SHORT EXERCISE :: Collect and copy every line of the material that contains the word "shirt". Case counts.

Coordinate annotation records ::

:::::

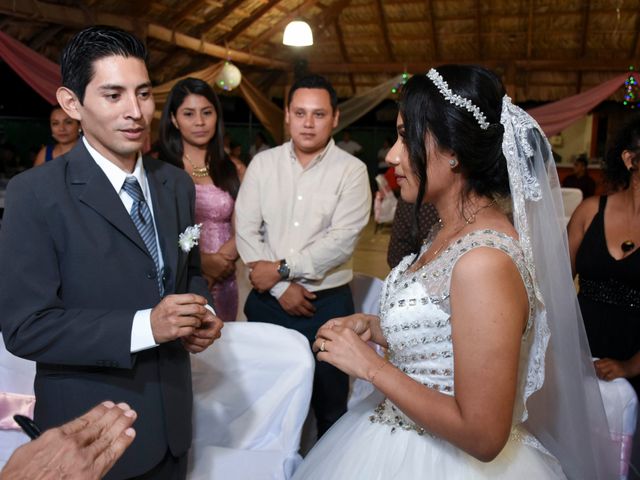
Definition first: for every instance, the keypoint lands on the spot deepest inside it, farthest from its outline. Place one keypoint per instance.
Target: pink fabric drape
(556, 116)
(39, 72)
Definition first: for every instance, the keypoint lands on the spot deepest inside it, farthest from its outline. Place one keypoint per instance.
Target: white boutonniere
(189, 238)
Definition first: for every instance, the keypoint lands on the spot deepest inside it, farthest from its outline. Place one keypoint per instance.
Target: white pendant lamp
(298, 34)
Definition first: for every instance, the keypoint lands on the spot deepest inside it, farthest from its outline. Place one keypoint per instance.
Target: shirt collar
(319, 157)
(115, 174)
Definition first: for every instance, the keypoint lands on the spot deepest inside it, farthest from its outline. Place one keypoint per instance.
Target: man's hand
(177, 316)
(217, 266)
(83, 449)
(295, 301)
(263, 275)
(203, 337)
(610, 369)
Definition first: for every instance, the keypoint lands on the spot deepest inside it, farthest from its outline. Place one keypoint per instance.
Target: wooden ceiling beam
(434, 37)
(207, 48)
(243, 25)
(281, 24)
(76, 18)
(344, 53)
(141, 7)
(583, 39)
(44, 36)
(385, 31)
(329, 15)
(478, 20)
(218, 17)
(522, 65)
(530, 30)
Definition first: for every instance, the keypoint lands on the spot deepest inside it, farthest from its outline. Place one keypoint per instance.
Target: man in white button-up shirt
(299, 212)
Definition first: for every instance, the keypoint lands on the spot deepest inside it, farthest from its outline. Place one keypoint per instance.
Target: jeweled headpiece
(456, 99)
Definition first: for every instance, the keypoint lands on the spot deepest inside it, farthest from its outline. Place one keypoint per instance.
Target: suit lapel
(165, 212)
(90, 185)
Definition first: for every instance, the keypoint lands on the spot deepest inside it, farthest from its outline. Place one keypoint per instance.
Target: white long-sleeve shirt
(311, 217)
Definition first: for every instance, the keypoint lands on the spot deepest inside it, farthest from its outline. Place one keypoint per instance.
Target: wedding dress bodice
(416, 321)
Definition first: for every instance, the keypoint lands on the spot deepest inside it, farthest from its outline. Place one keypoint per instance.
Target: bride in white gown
(481, 379)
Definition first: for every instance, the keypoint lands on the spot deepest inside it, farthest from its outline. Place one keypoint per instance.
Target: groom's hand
(203, 337)
(177, 316)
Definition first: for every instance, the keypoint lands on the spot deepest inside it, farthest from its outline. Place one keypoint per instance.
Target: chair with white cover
(571, 198)
(16, 397)
(621, 406)
(366, 292)
(252, 391)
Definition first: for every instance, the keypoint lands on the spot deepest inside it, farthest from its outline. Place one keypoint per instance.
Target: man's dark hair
(315, 81)
(91, 44)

:::::

COMPLETE RESPONSE ::
Target: shirt collar
Target: man in white button-up shirt
Target: white long-sleeve shirt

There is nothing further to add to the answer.